书面任务 A: 根据阅读节选，基础权重是用什么方法获得的？
书面任务 B: 照原样抄写记录中从开头起到包含“(367, 71), (375, 203)”的那一行为止的部分，首尾两行都包括在内。

阅读节选:

● ● ● ● ● ● ●

城市工程地质环境质量变权综合评价主要包括以下几个步骤:(1)根据城市工程地质环境特点及评价精度要求,构建郑州市区工程地质环境质量评价指标体系,并对评价指标进行等级划分;(2)根据城市工程地质环境质量评价指标体系,求出基础权重,也称“常权权重”;(3)运用MAPGIS图形处理模块将收集的评价指标数据,进行矢量化处理,再经过信息提取、赋值、缓冲区分析和DTM等处理过程,获得评价所需的具有新空间特征和新属性关系的单项指标栅格数据图层,并对它们统一坐标系统和投影方式,统一研究区域边界,建立评估指标体系数据库,同时对指标数据进行标准化处理及网格化剖分;(4)根据城市工程地质环境特点及评价精度要求,通过构建强惩罚—激励型状态变权函数对常权权重进行重新分配,求出基本评价单元的变权权重;(5)以栅格点状单元和矢量面状单元相结合,利用MATLAB关联变权综合评价模型,求出基本评价单元的综合评价值,然后再运用MAPGIS将属于同一工程地质环境质量等级的相邻评价单元合并,得到城市工程地质环境质量综合评价分区图。
将变权综合评价模型应用于郑州市区工程地质环境质量评价,取得了如下认识和进展:
1.在深入分析研究区工程地质环境特点的基础上,选取地形地貌、水文条件、工程地质条件、工程地质环境问题、地质灾害及人类影响6个影响城市工程地质环境质量的因素作为该评价系统的一级评价指标。再分别选取地貌单元、坡度、地面标高、地下水埋深、距地表水体的距离、地基持力层厚度、地基岩土体的均匀性、地基承载力、黄土湿陷性、砂土液化、软土层厚度、距活动断层的距离、地质灾害、地下水漏斗沉降量及人类工程活动15个因素作为二级指标,建立研究区城市工程地质环境质量指标评价系统,并采用模糊数学划分指标评价等级,利用层次分析法获得基础权重。
2.城市工程地质环境质量评价系统是个分层次多指标的综合评判系统,评价时不仅应考虑各项评价指标对城市工程地质环境质量的影响,还应考虑各项评价指标内部差异性对城市工程地质环境质量的影响。根据评价时只要有一个指标值特差,哪怕该指标的常权值很小,最终综合评价值将显著减小;但单项指标值特高却不一定能使最终评价值增加明显的特点,建立了强惩罚—激励型状态变权函数。该函数通过初级惩罚阶段、强惩罚阶段、特强惩罚阶段对指标的“差值”进行惩罚,通过强激励阶段对指标的“优秀值”予以激励,而对于指标的“合格值”既不惩罚也不激励。该函数对于定性指标权重从每项指标只有一个权重调整为五个权重,对于定量指标权重则随着指标数值变化而变化。
3.本文中MAPGIS采用了点状栅格单元和面状矢量单元相结合,使指标数据载体与基本评价单元分开实现,便于利用外部软件进行辅助计算。本文利用MATLAB编程解决了目前MAPGIS和EXCEL难以实现的复杂运算。
4.运用常权模型和变权模型分别对郑州市深度8~9m的工程地质环境质量进行评价,得出:变权综合评价值域比常权综合评价值域离散性更好,较易划分评价等级;变权法与常权法综合评价结果趋势性较为一致,不同等级工程地质环境质量综合评价面积从多到少依次均为:Ⅲ、Ⅱ、Ⅳ、Ⅴ、Ⅰ。两种评价方法不同等级综合评价面积有所不同,面积变化从大到小依次为:Ⅲ、Ⅰ、Ⅳ、Ⅱ、Ⅴ。通过评价结果分析和实地调查可知,变权综合评价模型提高了城市工程地质环境质量评价等级的可信度和可靠度高,在一定程度上避免了常权法在权重分配中的缺陷,充分体现了各项评价指标内部差异性对城市工程地质环境质量整体性的影响。

● ● ● ● ● ● ●

所示数据:
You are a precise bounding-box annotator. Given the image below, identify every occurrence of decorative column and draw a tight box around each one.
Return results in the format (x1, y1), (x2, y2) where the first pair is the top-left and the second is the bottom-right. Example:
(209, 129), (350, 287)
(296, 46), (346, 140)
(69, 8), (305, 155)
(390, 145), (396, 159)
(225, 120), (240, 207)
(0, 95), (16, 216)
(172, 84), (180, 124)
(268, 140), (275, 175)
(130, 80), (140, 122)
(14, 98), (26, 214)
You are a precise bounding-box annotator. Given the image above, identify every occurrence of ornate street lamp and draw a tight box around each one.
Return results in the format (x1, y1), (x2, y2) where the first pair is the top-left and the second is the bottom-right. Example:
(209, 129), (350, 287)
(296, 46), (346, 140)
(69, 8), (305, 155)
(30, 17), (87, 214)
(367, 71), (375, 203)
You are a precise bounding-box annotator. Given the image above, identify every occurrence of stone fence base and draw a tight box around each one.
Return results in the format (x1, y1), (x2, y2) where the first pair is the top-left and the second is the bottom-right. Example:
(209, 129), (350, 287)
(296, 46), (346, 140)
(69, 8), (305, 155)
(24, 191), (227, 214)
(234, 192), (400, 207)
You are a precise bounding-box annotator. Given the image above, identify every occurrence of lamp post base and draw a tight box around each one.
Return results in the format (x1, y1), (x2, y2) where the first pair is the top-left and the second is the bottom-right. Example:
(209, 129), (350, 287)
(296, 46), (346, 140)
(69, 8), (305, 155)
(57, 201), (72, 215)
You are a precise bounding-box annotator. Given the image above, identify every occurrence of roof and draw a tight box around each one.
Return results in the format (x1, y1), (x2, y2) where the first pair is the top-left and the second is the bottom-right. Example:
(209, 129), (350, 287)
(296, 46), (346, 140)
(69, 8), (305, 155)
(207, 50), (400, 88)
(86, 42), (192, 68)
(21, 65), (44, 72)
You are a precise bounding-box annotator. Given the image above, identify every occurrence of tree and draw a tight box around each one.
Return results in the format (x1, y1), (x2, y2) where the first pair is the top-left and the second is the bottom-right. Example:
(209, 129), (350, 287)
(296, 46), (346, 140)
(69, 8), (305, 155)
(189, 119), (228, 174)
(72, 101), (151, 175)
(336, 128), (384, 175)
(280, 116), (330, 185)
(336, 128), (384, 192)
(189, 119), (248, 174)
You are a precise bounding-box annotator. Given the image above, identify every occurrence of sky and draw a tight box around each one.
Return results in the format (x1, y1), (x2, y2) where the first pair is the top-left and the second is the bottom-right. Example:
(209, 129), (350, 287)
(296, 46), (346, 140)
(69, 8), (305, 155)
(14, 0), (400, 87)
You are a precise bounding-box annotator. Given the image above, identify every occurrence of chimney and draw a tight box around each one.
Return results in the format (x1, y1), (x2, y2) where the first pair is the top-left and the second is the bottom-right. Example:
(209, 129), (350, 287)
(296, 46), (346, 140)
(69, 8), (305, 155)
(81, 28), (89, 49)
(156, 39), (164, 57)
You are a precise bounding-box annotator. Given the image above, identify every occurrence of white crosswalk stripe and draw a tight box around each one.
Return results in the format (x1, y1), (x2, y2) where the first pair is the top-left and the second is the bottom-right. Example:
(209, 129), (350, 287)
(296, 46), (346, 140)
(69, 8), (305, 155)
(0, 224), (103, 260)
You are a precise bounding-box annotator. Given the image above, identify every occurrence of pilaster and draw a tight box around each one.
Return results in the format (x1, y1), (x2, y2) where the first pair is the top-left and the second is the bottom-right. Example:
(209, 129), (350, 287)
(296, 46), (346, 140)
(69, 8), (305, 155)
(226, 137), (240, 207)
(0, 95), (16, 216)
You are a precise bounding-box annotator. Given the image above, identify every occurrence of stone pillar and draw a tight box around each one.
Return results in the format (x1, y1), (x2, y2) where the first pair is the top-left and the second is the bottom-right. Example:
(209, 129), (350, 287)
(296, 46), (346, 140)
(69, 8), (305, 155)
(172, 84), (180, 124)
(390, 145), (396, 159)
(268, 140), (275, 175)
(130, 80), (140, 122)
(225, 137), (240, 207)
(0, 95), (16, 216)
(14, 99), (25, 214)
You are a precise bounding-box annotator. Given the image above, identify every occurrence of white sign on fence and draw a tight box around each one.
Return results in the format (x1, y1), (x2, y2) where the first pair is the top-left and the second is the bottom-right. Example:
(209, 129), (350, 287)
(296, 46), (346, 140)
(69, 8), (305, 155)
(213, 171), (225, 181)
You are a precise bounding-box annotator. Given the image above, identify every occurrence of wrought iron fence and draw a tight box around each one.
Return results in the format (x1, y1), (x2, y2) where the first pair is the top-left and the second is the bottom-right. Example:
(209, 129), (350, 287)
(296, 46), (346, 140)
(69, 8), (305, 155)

● ● ● ● ● ● ●

结果 A: 层次分析法。

结果 B:
You are a precise bounding-box annotator. Given the image below, identify every occurrence of decorative column and draw a tight box around each one.
Return results in the format (x1, y1), (x2, y2) where the first pair is the top-left and the second is the bottom-right. Example:
(209, 129), (350, 287)
(296, 46), (346, 140)
(69, 8), (305, 155)
(390, 145), (396, 159)
(225, 120), (240, 207)
(0, 95), (16, 216)
(172, 84), (180, 124)
(268, 140), (275, 175)
(130, 80), (140, 122)
(14, 98), (26, 214)
You are a precise bounding-box annotator. Given the image above, identify every occurrence of ornate street lamp and draw a tight box around each one.
Return results in the format (x1, y1), (x2, y2) where the first pair is the top-left and the second is the bottom-right. Example:
(209, 129), (350, 287)
(296, 46), (346, 140)
(69, 8), (305, 155)
(30, 17), (87, 214)
(367, 71), (375, 203)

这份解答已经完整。